### EXERCISE GOAL
Render the records, from their first line through the line containing "box: [248, 11, 255, 20]" and including that line, as a JSON list of strings with one string per line, leaving out any blank lines.

### RECORD SET
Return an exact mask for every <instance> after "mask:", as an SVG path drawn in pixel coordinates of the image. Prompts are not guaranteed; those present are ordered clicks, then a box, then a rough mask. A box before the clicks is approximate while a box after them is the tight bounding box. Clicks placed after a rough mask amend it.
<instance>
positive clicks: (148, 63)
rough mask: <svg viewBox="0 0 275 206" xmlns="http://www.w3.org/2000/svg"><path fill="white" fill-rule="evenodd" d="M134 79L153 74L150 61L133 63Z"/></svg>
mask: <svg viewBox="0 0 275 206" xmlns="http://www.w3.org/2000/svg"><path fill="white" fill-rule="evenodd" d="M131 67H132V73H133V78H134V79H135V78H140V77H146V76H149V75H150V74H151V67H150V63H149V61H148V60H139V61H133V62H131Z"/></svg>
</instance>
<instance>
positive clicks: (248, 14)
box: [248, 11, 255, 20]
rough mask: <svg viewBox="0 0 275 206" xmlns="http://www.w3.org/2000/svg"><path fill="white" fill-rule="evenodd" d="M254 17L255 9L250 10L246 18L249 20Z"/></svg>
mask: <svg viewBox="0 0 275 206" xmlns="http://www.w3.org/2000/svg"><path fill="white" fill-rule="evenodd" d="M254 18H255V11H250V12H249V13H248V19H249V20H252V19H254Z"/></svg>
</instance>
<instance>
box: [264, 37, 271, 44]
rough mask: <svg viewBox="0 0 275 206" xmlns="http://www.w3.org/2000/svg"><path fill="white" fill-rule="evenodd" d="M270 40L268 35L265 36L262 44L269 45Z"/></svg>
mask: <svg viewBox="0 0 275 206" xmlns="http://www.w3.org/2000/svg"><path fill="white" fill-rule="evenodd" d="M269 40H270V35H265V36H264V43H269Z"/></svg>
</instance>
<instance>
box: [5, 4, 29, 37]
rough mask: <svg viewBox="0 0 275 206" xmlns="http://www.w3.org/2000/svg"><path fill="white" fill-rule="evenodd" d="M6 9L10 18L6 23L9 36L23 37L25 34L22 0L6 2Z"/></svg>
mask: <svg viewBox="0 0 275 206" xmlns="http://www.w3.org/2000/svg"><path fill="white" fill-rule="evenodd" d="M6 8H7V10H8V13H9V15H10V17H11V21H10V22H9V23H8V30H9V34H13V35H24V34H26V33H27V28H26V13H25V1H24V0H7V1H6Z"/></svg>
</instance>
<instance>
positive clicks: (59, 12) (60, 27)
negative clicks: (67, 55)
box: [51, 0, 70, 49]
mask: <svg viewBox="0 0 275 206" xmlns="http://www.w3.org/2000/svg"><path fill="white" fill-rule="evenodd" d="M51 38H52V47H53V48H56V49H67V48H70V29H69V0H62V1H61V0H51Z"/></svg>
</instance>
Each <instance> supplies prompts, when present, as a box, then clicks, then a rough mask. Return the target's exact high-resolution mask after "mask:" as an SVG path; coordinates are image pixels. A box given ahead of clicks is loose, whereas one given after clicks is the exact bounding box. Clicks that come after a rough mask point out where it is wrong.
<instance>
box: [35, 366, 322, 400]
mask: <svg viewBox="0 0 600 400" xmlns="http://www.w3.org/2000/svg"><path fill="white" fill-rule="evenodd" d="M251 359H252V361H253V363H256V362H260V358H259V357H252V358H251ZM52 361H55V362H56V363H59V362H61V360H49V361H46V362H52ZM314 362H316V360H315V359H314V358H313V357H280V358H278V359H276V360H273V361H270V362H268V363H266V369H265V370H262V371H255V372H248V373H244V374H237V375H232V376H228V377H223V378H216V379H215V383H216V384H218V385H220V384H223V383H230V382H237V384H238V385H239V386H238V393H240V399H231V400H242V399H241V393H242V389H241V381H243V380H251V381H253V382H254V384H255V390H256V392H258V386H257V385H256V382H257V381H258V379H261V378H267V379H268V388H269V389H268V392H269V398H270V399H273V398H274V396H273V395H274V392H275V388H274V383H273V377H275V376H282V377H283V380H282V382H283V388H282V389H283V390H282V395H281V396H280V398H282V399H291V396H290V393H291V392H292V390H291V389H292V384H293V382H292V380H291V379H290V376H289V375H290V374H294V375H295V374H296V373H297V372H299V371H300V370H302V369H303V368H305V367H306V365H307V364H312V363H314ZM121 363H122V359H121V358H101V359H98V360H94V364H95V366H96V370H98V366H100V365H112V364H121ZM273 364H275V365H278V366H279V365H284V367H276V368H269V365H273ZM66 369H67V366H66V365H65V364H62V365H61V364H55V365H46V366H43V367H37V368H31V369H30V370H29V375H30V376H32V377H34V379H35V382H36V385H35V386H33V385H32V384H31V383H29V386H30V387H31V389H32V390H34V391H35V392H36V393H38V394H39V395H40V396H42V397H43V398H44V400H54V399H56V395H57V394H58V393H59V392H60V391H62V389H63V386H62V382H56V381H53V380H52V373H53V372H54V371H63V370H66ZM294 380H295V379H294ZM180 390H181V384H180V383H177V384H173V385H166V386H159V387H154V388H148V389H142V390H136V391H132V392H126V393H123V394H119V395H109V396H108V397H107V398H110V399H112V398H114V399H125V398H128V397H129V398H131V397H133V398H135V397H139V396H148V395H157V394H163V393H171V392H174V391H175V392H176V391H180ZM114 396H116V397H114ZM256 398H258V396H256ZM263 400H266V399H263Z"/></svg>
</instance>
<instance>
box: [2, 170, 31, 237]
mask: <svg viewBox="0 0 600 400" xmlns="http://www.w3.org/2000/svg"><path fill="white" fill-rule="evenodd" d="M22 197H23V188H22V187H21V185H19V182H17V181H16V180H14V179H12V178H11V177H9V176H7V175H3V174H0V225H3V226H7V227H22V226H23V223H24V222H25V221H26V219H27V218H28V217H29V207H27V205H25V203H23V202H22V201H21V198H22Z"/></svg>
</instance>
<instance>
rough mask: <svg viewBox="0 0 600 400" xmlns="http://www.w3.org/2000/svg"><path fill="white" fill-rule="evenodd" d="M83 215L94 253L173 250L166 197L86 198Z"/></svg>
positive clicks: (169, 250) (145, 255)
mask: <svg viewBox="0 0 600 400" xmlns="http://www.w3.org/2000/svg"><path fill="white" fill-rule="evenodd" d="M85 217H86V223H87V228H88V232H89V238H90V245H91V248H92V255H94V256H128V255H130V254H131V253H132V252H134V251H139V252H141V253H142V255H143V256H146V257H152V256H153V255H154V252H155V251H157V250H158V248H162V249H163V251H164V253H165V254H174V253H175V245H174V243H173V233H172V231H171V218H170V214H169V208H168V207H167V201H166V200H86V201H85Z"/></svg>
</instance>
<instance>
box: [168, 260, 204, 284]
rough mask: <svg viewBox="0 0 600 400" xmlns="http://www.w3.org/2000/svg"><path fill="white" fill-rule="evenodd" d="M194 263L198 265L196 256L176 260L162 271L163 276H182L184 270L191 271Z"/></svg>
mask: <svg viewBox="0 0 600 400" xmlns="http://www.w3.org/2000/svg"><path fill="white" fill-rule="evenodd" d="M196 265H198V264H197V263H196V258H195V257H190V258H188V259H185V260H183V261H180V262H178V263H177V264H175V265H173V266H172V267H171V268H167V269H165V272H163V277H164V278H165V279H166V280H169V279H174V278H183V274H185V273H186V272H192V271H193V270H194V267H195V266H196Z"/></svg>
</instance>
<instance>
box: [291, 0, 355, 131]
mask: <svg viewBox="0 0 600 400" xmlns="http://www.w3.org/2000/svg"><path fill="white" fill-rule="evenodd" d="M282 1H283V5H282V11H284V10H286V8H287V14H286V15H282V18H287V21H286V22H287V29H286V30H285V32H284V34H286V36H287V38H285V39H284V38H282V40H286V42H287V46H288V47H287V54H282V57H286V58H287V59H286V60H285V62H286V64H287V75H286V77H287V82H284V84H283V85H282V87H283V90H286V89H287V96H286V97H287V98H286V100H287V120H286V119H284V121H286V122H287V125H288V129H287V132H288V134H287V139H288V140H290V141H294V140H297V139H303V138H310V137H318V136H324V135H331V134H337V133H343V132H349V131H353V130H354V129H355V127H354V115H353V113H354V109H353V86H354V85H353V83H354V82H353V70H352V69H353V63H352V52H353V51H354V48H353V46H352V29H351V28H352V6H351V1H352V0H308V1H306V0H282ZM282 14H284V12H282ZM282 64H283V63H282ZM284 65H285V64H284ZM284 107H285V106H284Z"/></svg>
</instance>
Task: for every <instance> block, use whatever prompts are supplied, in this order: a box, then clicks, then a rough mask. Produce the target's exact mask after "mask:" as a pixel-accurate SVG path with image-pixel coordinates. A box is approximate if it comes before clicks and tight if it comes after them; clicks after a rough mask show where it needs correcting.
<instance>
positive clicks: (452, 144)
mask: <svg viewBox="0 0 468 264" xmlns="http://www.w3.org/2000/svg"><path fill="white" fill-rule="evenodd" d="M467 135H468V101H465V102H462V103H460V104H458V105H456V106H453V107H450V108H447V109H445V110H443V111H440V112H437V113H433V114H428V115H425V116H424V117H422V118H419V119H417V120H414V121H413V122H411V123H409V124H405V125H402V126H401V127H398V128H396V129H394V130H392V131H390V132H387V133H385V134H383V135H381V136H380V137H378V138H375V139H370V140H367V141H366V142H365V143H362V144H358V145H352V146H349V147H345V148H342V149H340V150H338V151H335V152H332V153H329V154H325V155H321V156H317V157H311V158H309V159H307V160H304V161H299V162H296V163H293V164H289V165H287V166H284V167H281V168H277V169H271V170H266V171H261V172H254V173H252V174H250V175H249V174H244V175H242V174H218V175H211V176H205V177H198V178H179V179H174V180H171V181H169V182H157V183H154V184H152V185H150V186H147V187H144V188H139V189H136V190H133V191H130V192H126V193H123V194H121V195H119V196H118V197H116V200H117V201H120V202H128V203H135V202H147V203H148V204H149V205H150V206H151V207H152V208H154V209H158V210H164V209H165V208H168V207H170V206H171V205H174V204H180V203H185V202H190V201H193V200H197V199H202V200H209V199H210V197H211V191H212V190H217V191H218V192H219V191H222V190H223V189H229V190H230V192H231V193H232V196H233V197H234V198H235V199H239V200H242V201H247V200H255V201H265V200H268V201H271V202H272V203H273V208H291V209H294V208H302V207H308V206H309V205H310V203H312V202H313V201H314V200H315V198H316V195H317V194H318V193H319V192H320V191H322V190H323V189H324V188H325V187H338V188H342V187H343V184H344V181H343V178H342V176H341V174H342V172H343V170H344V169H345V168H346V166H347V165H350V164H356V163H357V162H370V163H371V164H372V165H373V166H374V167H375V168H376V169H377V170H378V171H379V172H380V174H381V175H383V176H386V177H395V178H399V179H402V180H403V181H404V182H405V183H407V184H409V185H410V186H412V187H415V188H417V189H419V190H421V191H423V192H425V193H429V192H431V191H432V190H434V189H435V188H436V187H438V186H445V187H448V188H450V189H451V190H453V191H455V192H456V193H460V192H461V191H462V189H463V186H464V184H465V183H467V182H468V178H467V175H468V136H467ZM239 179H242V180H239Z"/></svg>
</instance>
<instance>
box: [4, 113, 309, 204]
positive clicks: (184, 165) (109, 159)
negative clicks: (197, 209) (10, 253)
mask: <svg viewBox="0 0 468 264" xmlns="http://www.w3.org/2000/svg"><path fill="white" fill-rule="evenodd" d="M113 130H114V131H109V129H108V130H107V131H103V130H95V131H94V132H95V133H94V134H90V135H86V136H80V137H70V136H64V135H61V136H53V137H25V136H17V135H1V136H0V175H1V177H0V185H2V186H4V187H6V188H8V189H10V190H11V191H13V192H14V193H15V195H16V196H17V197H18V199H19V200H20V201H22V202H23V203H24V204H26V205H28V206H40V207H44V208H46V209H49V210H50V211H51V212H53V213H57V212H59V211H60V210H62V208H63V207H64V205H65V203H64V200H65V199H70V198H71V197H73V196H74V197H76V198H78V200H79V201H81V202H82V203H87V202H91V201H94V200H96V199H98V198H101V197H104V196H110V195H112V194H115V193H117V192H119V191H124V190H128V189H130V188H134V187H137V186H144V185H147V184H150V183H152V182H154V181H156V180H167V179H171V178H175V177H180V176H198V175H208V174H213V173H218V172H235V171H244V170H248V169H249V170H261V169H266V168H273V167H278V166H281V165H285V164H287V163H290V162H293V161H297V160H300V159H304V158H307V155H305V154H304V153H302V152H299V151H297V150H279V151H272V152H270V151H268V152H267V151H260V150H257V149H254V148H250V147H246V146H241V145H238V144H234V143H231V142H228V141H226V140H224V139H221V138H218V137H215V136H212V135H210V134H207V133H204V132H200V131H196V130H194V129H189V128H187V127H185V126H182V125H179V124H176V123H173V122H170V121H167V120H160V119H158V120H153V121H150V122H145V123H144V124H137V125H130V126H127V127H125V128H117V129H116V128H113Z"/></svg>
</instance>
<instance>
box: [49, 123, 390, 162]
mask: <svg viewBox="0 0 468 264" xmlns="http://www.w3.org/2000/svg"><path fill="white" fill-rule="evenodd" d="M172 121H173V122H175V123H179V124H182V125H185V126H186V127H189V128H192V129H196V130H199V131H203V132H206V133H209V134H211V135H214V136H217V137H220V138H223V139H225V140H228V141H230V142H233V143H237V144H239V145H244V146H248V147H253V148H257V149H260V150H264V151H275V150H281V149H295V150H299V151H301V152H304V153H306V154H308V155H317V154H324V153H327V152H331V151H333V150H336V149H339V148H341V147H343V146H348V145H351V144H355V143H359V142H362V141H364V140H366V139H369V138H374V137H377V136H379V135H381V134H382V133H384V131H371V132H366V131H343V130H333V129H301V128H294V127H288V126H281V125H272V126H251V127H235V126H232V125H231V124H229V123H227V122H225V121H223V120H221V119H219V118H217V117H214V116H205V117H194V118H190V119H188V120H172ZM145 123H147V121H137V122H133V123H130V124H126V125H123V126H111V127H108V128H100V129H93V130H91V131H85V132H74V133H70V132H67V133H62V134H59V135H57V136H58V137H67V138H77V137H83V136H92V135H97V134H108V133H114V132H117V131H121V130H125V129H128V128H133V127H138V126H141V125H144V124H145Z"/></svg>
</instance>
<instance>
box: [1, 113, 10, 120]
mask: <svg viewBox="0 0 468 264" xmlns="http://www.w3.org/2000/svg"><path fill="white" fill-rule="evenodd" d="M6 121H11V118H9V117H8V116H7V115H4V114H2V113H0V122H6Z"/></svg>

### TASK RESULT
[
  "Return an exact mask for every <instance> after \"mask:\", as an SVG path drawn in pixel coordinates of the image. Prompts are not guaranteed; those present are ordered clicks, then a box, then a rough mask. A box before the clicks is approximate while a box after them is the tight bounding box. Clicks placed after a rough mask amend it.",
  "<instance>",
  "positive clicks: (148, 63)",
  "rough mask: <svg viewBox=\"0 0 275 206\" xmlns=\"http://www.w3.org/2000/svg\"><path fill=\"white\" fill-rule=\"evenodd\" d=\"M134 79L153 74L150 61L133 63Z\"/></svg>",
  "mask: <svg viewBox=\"0 0 275 206\" xmlns=\"http://www.w3.org/2000/svg\"><path fill=\"white\" fill-rule=\"evenodd\" d=\"M131 67H132V73H133V78H134V79H135V78H140V77H146V76H149V75H150V74H151V67H150V63H149V61H148V60H139V61H133V62H131Z\"/></svg>",
  "</instance>",
  "<instance>",
  "positive clicks: (248, 14)",
  "box: [248, 11, 255, 20]"
]